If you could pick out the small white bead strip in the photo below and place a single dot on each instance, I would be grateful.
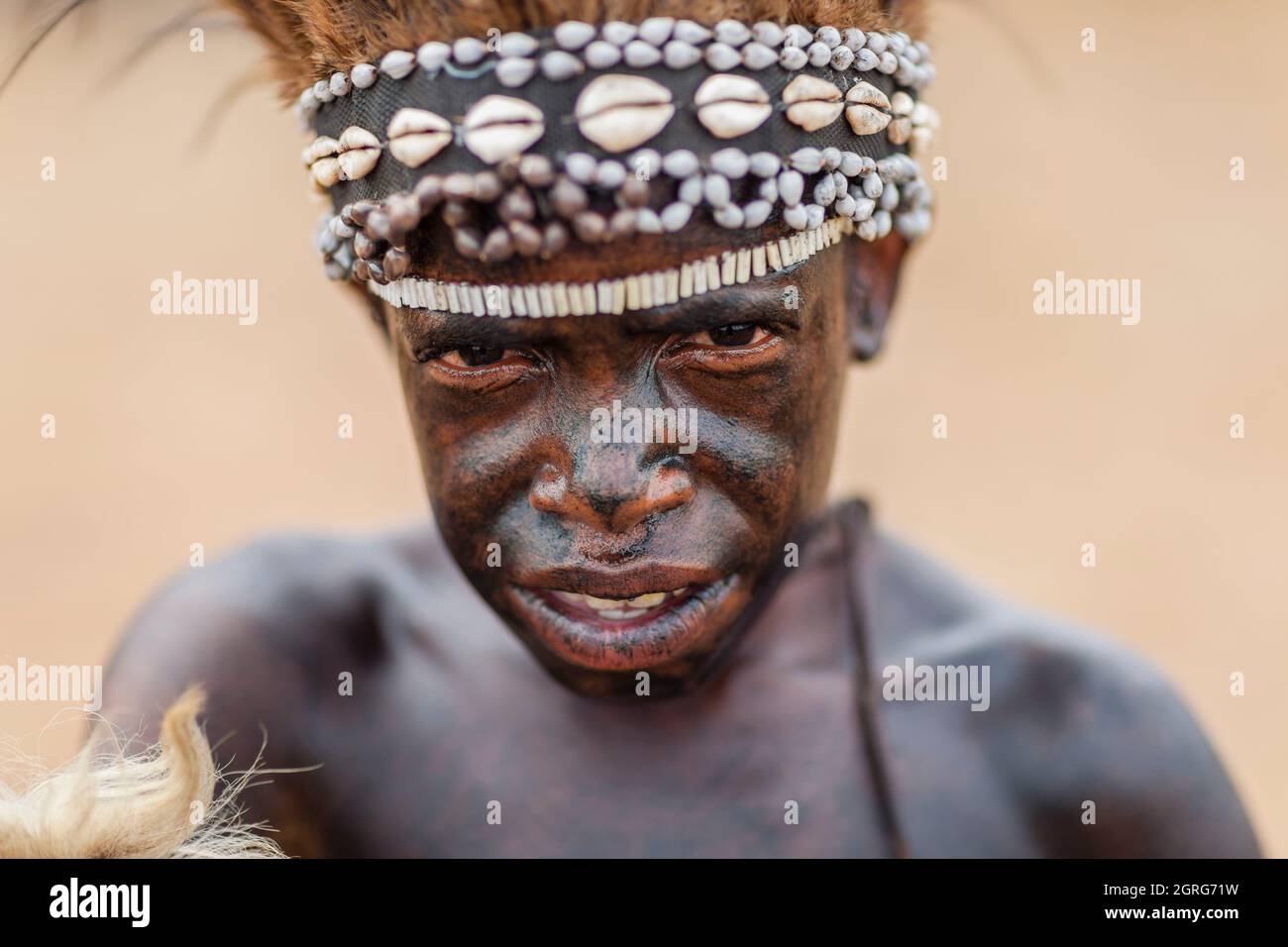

---

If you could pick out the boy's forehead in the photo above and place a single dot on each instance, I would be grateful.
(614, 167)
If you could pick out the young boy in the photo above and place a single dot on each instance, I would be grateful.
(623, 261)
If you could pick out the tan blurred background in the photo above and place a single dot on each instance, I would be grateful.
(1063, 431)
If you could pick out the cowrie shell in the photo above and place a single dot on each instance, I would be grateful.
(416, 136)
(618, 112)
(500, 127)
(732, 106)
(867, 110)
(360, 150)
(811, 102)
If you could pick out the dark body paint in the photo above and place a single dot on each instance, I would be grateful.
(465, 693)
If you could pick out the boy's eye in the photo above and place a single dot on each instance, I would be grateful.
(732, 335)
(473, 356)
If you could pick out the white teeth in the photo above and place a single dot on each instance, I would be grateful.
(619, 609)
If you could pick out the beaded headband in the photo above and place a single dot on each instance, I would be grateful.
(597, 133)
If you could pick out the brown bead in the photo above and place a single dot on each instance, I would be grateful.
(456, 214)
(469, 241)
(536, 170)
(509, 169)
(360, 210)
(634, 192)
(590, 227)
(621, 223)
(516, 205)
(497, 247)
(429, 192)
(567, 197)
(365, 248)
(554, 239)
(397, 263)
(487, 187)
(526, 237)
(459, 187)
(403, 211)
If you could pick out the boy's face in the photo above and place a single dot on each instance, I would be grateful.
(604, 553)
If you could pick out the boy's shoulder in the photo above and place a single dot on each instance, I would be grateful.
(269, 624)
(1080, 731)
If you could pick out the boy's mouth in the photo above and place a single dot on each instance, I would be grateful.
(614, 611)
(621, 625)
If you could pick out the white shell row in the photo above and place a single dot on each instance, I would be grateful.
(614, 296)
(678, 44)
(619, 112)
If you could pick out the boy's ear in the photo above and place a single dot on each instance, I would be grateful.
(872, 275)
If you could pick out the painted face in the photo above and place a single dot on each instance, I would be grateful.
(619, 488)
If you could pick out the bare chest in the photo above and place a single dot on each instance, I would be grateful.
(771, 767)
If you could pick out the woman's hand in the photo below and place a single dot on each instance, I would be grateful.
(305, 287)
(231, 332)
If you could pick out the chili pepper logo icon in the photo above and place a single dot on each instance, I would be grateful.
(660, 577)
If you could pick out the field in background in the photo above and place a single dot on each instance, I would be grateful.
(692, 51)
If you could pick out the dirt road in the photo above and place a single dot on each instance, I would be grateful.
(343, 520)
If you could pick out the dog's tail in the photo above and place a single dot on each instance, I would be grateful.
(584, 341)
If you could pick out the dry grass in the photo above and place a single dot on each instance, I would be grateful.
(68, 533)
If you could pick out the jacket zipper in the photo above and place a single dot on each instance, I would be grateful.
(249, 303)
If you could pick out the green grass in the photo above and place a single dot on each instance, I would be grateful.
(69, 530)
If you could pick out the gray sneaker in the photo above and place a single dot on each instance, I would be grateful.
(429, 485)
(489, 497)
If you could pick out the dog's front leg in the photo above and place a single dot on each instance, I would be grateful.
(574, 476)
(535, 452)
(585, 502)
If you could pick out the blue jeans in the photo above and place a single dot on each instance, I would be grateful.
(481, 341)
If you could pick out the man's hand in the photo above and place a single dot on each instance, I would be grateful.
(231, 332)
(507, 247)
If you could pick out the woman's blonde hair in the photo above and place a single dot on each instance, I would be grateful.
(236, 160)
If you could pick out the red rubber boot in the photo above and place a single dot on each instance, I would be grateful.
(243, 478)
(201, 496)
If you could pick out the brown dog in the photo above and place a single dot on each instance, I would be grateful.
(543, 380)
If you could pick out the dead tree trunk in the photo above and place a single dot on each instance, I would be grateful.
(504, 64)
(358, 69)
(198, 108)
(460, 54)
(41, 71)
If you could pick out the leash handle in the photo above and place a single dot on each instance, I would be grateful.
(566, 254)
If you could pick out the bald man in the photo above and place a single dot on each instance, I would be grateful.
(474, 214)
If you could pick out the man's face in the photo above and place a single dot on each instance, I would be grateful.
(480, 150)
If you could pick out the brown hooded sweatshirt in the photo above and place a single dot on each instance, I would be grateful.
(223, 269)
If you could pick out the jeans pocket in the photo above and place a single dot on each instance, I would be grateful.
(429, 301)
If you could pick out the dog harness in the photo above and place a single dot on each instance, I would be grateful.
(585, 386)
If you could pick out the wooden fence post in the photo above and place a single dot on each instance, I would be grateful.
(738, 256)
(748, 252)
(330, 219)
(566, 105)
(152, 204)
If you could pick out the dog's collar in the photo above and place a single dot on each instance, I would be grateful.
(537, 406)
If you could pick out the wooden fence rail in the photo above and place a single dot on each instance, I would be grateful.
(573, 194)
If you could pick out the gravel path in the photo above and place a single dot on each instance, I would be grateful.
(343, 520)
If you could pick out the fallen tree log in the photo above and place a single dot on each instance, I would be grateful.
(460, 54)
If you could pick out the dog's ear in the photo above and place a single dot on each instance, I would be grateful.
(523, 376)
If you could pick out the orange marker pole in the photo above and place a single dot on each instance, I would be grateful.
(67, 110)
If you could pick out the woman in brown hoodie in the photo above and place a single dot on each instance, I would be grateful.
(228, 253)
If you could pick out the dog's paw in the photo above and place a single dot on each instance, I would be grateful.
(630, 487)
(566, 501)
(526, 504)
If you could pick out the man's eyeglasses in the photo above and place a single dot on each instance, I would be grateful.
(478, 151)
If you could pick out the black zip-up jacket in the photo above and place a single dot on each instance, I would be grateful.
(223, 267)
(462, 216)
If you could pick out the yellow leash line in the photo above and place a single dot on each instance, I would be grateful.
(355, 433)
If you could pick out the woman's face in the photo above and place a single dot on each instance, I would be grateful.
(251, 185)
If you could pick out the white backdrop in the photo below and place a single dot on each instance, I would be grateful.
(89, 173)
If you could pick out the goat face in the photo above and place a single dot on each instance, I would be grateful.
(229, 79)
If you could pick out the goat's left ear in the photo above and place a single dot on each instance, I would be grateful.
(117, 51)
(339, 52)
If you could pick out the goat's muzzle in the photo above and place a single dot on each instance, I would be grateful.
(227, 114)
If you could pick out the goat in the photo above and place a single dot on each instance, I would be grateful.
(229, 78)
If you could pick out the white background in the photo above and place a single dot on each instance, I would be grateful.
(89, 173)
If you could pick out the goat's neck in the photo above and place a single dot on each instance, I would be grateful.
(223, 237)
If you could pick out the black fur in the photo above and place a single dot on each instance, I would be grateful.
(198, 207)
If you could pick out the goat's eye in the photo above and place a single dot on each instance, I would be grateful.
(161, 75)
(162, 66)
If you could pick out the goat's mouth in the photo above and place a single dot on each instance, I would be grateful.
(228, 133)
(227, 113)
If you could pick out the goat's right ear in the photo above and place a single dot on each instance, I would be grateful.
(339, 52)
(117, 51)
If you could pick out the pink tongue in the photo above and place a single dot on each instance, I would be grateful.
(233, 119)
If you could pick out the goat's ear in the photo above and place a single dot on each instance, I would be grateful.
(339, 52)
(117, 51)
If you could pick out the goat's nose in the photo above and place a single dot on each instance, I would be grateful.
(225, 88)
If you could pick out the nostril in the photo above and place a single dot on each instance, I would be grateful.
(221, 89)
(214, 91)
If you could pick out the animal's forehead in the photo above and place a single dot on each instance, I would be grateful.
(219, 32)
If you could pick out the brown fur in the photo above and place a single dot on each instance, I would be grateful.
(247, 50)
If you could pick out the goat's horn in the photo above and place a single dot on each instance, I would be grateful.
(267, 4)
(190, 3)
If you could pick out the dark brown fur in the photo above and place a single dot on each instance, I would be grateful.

---

**What you will do**
Turn the rows into a numbered list, starting at the line that contains "If you could pick out the cowrie" and stopping after the line that contains "(1080, 731)". Leave out any blank lines.

**Solution for this exercise**
1. If you could pick out the cowrie shell in the photo above and place a single dot on each instance, I would be grateful.
2. (416, 136)
3. (618, 112)
4. (500, 127)
5. (732, 106)
6. (867, 110)
7. (360, 150)
8. (811, 102)
9. If you could pick out the dark body paint in the photo above and place a single dot on each instance, I would be grateful.
10. (465, 693)
11. If you could pick out the boy's eye in the photo above and place a single dot on each instance, I would be grateful.
12. (732, 335)
13. (473, 356)
14. If you could pick out the white teeth in the photo above and place a single dot on each instance, I would be grateful.
15. (619, 609)
16. If you could pick out the beaded headband in the photo above and place a single dot on each instance, I would be grateful.
17. (597, 133)
18. If you could pick out the brown bead in the photo above and place a single dot on each instance, I would be grateful.
19. (456, 214)
20. (469, 241)
21. (536, 170)
22. (509, 169)
23. (360, 210)
24. (634, 192)
25. (590, 227)
26. (621, 223)
27. (516, 205)
28. (497, 247)
29. (429, 192)
30. (567, 197)
31. (365, 248)
32. (554, 239)
33. (397, 263)
34. (487, 187)
35. (526, 237)
36. (459, 187)
37. (403, 211)
38. If you could pick out the boy's face in the photo above and place a single dot on each instance, I would be grateful.
39. (604, 553)
40. If you could pick out the boy's shoulder in the photo above and place a single dot on each instance, I would be grateful.
41. (269, 624)
42. (1080, 731)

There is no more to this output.